Selected text section start

Saquinavir (8, R031-8959) is one of the first HIV-1 protease inhibitor drugs that was approved by the FDA in 1996 for treatment of patients with HIV/AIDS.^54,55 Subsequently, a number of other first-generation inhibitor drugs were approved for use in combination therapy with reverse transcriptase inhibitor drugs.^19,56,57 These combination therapies with HIV-1 protease inhibitors resulted in a dramatic reduction of HIV/AIDS related deaths among patients who had access to these therapies.^9,10 However, therapeutic efficacy of first-generation PI drugs was limited due to peptide-like features and poor ADME properties of these drugs. The emergence of drug-resistant HIV-1 strains made the therapies ineffective. Subsequent development addressing these issues led to second-generation PI drugs, such as lopinavir, atazanevir, and tipranavir.^37,56 However, the emergence of highly multidrug-resistant HIV-1 variants among infected patients became a significant limitation.

Selected text section end
Extracted material section start

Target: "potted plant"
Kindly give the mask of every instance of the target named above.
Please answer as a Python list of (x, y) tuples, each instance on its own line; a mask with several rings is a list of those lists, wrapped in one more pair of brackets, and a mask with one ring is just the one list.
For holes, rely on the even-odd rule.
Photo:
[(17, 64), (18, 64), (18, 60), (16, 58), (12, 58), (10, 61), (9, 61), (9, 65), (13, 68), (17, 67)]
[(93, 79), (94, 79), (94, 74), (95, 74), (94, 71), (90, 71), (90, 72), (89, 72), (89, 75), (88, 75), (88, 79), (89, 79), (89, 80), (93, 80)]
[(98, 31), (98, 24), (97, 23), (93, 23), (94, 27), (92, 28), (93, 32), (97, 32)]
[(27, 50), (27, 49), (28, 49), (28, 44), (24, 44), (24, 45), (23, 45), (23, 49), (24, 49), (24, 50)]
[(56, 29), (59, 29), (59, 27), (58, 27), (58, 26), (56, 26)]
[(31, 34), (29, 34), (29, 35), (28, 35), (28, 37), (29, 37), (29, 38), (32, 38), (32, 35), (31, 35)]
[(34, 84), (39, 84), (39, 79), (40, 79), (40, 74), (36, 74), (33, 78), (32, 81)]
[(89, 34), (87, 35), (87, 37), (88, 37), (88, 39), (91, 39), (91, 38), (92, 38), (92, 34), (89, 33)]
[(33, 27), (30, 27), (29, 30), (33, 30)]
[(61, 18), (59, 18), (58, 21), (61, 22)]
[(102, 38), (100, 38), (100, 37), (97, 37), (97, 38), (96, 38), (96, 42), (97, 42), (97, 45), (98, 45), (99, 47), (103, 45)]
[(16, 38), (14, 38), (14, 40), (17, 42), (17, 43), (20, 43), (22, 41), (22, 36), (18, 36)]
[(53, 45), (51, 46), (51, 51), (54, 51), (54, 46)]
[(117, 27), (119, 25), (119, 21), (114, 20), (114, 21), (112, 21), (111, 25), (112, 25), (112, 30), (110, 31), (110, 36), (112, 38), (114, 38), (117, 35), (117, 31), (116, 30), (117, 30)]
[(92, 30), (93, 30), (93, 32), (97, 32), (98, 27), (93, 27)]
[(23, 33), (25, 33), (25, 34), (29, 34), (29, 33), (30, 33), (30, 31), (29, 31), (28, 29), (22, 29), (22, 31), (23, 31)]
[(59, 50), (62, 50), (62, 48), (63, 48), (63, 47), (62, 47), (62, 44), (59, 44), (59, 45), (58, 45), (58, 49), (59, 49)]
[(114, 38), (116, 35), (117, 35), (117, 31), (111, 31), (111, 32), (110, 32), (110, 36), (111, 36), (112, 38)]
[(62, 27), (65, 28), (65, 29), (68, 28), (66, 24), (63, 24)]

Extracted material section end

Activity:
In the passage on HIV-1 protease inhibitors:
(a) In what year did the FDA approve saquinavir?
(b) What drugs were the first-generation inhibitors approved for use with in combination therapy?
(c) What two features of first-generation PI drugs limited their therapeutic efficacy?
Work only from the passage on HIV-1 protease inhibitors.

Response to the task:
(a) 1996
(b) Reverse transcriptase inhibitor drugs
(c) Peptide-like features and poor ADME properties